- [Texto em análise]

::::::

Embora as últimas palavras do autor alemão sejam, frequentemente, apresentadas apenas como "Mais luz", a frase completa, dirigida à sua enteada, Ottilie, foi um pouco menos enigmática. O escritor morreu em Weimar, na Alemanha, no dia 22 de março de 1832, de paragem cardíaca. Tinha 82 anos.
5. Oscar Wilde
"Eu e este papel de parede estamos num duelo até à morte. Ou ele morre ou morro eu."
Para um esteta com veia humorística, como era Oscar Wilde, estas últimas palavras não poderiam ser mais apropriadas. Pronunciou-as acerca do papel de parede do quarto de hotel onde se encontrava em Paris, combatendo um caso grave de meningite. Acabou por morrer nesse dia, 30 de novembro de 1900, antes de ver o papel de parede removido. Contudo, 100 anos depois da morte do escritor irlandês, o hotel concretizou o seu desejo, tendo substituído o infame papel de parede.

::::::

- [Dados brutos]
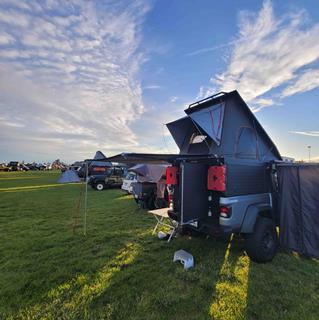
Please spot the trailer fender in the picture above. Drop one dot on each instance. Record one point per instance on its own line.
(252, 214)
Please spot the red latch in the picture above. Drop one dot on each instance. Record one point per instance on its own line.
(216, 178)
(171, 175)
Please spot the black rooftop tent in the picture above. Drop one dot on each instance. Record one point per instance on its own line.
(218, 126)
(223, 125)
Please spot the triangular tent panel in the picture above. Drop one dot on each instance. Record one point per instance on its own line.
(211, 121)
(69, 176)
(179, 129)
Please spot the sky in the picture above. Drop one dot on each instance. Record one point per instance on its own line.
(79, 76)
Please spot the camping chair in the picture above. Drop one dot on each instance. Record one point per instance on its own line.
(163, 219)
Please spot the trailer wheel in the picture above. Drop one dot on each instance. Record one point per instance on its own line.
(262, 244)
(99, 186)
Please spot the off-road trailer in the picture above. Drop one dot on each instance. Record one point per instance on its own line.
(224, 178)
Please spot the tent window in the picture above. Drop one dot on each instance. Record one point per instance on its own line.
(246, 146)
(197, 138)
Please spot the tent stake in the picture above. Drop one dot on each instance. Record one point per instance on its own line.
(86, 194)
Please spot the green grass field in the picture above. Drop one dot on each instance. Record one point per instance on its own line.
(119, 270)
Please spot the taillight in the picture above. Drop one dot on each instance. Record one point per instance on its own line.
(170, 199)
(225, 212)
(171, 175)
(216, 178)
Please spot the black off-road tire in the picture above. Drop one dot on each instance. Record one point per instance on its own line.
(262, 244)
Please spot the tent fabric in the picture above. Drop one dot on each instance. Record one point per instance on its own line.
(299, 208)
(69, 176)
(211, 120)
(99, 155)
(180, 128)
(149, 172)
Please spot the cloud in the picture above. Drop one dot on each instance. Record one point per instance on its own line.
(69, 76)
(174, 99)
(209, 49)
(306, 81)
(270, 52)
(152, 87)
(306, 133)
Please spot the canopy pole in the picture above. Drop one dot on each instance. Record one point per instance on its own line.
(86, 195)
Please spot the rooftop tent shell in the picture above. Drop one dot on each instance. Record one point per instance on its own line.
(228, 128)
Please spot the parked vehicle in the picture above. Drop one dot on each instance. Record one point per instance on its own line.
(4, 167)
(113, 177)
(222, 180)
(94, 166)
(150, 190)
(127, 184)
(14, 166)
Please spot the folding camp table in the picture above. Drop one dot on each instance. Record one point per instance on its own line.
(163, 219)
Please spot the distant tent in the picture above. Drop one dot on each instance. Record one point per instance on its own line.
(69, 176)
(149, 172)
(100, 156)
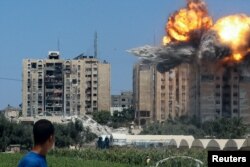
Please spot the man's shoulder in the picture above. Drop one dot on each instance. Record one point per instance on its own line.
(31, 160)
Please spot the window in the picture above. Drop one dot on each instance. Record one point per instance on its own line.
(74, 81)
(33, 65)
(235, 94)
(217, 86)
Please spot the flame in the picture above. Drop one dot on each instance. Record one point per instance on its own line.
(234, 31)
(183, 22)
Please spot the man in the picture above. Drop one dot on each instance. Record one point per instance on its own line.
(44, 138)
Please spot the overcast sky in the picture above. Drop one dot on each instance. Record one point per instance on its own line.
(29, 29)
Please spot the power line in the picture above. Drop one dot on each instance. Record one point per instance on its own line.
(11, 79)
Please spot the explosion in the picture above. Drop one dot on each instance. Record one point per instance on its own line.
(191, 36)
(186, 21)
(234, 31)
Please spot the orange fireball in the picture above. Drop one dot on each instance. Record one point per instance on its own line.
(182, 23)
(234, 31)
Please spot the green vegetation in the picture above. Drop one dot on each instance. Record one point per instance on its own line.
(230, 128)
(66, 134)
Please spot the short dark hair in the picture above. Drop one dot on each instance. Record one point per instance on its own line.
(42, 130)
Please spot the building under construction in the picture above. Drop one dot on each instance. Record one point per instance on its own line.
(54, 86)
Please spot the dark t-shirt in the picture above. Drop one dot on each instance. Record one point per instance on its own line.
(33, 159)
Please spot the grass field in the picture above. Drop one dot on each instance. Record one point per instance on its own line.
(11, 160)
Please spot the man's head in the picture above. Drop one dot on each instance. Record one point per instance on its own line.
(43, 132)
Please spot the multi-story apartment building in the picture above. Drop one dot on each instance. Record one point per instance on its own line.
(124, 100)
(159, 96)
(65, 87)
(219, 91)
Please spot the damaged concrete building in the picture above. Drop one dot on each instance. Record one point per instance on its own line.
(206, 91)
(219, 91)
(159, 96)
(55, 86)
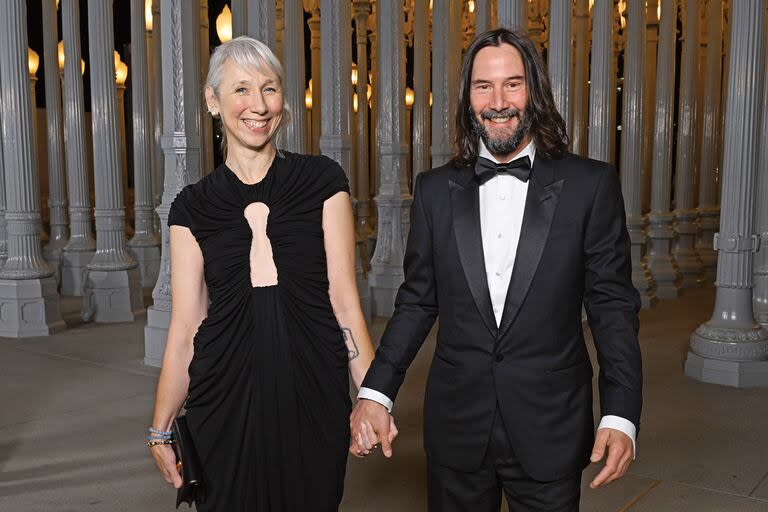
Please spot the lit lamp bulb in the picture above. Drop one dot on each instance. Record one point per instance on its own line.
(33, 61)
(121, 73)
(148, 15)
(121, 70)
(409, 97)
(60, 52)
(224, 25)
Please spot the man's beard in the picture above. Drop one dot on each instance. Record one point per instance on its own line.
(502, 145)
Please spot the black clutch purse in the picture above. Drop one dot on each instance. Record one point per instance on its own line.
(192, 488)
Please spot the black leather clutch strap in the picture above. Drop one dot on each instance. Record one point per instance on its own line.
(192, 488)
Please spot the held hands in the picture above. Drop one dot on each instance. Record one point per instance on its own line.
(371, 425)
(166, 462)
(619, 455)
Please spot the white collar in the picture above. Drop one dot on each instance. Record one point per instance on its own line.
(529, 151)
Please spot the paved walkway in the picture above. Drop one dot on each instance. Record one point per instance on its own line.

::::::

- [Sobre a tarefa] Segundo o texto em análise, que doença combatia Oscar Wilde no quarto de hotel em Paris? O material não tem qualquer relação com o texto em análise.

- [Resultado do exercício] Um caso grave de meningite.